Data items:
═══
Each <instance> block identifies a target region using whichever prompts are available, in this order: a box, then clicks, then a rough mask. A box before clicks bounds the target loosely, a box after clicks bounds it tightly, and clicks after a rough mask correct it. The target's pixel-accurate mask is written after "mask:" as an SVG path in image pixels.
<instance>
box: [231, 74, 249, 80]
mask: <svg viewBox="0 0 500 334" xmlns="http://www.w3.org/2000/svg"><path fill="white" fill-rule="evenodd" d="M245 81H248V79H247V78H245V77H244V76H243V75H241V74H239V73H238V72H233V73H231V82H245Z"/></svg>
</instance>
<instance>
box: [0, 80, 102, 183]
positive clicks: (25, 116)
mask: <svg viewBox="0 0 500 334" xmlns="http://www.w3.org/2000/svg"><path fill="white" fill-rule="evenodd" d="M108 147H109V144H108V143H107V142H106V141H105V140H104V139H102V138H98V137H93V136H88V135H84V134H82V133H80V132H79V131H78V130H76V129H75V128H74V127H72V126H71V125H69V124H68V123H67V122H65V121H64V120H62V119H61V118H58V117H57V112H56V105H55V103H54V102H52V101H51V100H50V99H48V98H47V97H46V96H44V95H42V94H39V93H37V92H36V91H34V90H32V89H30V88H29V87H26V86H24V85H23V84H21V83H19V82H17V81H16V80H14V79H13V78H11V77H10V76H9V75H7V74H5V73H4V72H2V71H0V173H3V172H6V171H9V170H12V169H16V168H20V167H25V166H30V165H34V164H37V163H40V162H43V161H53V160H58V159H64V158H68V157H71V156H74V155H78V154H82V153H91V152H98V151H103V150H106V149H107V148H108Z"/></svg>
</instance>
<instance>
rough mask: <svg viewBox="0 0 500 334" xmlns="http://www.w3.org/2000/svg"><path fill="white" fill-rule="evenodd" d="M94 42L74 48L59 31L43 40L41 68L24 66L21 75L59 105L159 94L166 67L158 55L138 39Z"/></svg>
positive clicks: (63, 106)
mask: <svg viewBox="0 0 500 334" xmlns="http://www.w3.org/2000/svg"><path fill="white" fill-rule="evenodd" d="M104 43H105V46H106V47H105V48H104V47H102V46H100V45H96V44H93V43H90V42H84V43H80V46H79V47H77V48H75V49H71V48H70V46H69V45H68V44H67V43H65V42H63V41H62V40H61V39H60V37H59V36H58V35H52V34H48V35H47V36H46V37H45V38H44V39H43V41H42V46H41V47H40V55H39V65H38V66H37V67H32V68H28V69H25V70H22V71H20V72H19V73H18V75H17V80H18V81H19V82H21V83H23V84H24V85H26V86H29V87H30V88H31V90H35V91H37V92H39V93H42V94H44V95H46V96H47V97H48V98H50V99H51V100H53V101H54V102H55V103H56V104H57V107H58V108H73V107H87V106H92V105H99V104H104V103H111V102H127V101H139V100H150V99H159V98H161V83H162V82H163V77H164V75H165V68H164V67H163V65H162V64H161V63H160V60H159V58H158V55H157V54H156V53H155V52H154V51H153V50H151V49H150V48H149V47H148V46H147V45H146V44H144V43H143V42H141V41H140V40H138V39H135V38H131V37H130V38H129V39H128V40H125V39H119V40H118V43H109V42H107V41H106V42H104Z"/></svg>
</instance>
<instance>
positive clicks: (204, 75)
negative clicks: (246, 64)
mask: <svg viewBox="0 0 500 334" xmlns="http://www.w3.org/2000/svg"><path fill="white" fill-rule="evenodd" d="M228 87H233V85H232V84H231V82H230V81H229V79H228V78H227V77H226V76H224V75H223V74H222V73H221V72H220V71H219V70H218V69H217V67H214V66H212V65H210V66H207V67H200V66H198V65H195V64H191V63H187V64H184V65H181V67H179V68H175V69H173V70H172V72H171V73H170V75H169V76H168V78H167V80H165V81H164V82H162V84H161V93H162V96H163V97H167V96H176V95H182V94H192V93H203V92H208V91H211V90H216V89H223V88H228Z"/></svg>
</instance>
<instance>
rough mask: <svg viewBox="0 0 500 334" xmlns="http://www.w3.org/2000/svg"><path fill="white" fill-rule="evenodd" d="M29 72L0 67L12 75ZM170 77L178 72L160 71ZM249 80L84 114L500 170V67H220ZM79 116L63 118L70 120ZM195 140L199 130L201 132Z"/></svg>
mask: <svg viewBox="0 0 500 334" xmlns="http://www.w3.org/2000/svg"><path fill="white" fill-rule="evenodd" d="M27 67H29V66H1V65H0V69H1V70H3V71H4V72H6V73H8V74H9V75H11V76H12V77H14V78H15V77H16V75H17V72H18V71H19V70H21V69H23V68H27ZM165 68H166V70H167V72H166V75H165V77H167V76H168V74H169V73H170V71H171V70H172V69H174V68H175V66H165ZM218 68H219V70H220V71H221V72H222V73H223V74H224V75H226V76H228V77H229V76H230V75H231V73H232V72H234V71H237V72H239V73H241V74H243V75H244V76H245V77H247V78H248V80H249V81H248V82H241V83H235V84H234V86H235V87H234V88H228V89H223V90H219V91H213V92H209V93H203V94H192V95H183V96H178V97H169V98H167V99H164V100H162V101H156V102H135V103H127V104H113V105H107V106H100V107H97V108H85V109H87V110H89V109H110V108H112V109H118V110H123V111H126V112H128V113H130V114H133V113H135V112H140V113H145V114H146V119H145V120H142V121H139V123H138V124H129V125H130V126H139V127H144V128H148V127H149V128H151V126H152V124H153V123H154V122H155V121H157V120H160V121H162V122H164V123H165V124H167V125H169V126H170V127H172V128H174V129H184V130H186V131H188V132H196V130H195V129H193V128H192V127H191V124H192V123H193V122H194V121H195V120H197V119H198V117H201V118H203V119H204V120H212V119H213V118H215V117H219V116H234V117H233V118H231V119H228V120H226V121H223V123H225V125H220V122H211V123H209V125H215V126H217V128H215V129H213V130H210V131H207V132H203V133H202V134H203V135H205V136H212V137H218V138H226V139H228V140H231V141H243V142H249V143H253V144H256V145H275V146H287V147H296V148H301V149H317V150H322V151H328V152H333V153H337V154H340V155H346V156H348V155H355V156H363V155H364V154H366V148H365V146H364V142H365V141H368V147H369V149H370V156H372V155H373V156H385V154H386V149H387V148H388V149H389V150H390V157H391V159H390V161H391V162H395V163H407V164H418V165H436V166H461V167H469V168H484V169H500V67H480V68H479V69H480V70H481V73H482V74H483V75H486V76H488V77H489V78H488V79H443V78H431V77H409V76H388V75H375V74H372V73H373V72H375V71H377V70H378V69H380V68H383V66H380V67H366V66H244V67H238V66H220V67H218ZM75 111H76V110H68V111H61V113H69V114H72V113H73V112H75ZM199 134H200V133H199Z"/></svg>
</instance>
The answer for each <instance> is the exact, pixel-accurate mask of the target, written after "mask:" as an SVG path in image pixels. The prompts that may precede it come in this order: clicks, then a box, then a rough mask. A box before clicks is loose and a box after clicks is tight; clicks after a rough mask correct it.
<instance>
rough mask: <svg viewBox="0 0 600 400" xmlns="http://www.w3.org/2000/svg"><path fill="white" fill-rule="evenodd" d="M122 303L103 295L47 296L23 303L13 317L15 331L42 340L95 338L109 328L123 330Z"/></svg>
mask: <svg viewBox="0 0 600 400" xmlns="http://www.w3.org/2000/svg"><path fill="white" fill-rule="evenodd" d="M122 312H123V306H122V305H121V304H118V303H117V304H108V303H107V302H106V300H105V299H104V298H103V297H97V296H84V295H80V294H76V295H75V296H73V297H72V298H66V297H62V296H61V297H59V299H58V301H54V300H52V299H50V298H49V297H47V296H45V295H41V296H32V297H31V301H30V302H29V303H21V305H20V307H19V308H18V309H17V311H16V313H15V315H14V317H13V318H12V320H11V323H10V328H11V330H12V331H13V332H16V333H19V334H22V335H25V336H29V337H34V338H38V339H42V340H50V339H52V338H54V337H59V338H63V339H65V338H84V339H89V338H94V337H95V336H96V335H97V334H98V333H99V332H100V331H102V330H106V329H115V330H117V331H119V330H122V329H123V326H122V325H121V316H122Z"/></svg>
═══
§ Work required
How many lines in the data items above contain the string "positive"? Treat case as significant and reply with the number alone.

§ Answer box
3